- _TEXTE FOURNI_:

⟨

Magnifiquement rénovée au XIXe siècle, Notre-Dame a eu la mauvaise idée de brûler à une période de grande inculture. Jusqu’au sommet de l’Etat, bien peu reconnaissent l’apport décisif de Viollet-le-Duc à sa restauration.
Immédiatement, le 15 avril dernier, je me rends à Notre-Dame. La nuit n’est pas encore tombée. L’émotion de la population est palpable, j’allais dire « tripale ». Je rejoins un petit carré aménagé pour les journalistes. Des hommes politiques se présentent par paquets de quatre ou cinq. Ils ont un air de componction, façon cousin lointain arrivant à un enterrement. Tous soulignent que c’est triste de voir un héritage du xiiie siècle partir en fumée.
Inculture
À un moment donné, un historien de l’art se mêle aux journalistes. Il parle du xiiie siècle et encore du xiiie siècle. Je lui pose une question sur l’apport du xixe. L’homme de science a un rictus douloureux. Aussitôt fuse le mot « pastiches ». J’insiste. On me regarde avec de gros yeux. Ce n’est pas un jour pour les obscénités. La valeur d’un bâtiment est une chose qui s’obtient à l’ancienneté. Tel est le contexte historiographique à haut risque dans lequel se présente l’avenir de Notre-Dame.

⟩

- _CONSIGNES_:
1. Dans le texte sur Notre-Dame, relevez toutes les formes verbales conjuguées au présent dont le sujet est « je ».
2. Recopiez le texte sur Notre-Dame de « Immédiatement, le 15 » à « partir en fumée. ».
3. D'après le texte sur Notre-Dame, quel mot fuse quand l'historien de l'art est interrogé sur l'apport du XIXe siècle ?

- _LIGNES DE DONNÉES_:
⟨

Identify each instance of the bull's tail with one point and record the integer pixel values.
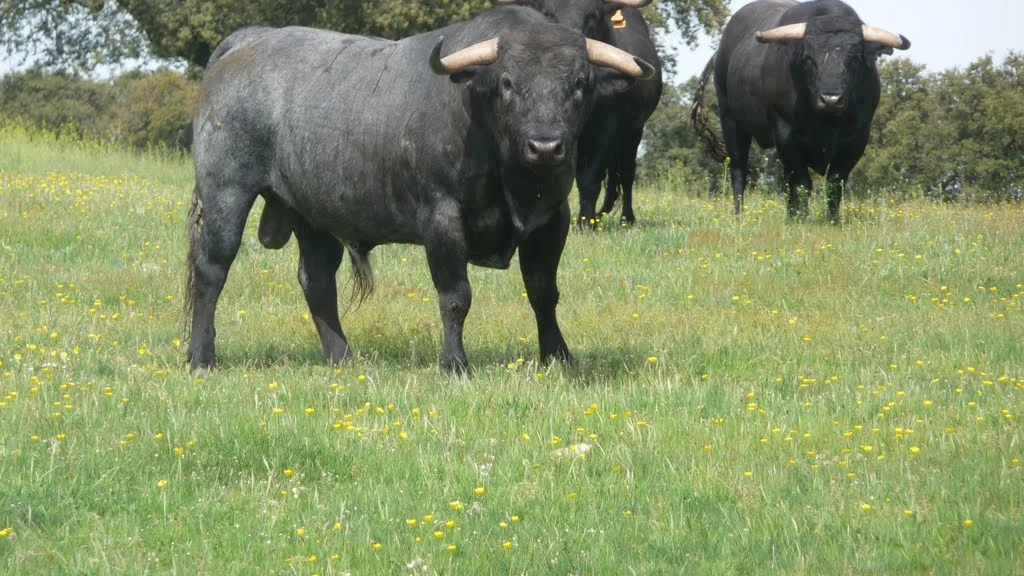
(195, 222)
(235, 40)
(698, 118)
(363, 276)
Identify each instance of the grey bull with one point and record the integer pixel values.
(356, 141)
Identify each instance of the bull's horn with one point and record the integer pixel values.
(886, 38)
(607, 55)
(483, 53)
(782, 33)
(633, 3)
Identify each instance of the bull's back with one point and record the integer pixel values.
(740, 65)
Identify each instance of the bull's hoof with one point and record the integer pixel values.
(588, 222)
(338, 355)
(454, 366)
(562, 355)
(201, 364)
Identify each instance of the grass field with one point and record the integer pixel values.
(752, 396)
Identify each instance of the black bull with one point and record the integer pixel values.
(611, 137)
(802, 78)
(355, 141)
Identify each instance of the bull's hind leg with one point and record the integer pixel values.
(219, 234)
(612, 190)
(628, 170)
(448, 259)
(590, 176)
(320, 256)
(737, 144)
(539, 255)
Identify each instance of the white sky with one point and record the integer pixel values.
(943, 33)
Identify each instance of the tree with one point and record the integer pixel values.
(80, 34)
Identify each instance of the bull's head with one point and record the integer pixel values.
(538, 84)
(833, 53)
(589, 16)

⟩

- _RÉSULTATS FINAUX_:
1. je me rends ; je rejoins ; je lui pose ; j'insiste

2.
Immédiatement, le 15 avril dernier, je me rends à Notre-Dame. La nuit n’est pas encore tombée. L’émotion de la population est palpable, j’allais dire « tripale ». Je rejoins un petit carré aménagé pour les journalistes. Des hommes politiques se présentent par paquets de quatre ou cinq. Ils ont un air de componction, façon cousin lointain arrivant à un enterrement. Tous soulignent que c’est triste de voir un héritage du xiiie siècle partir en fumée.

3. Le mot « pastiches ».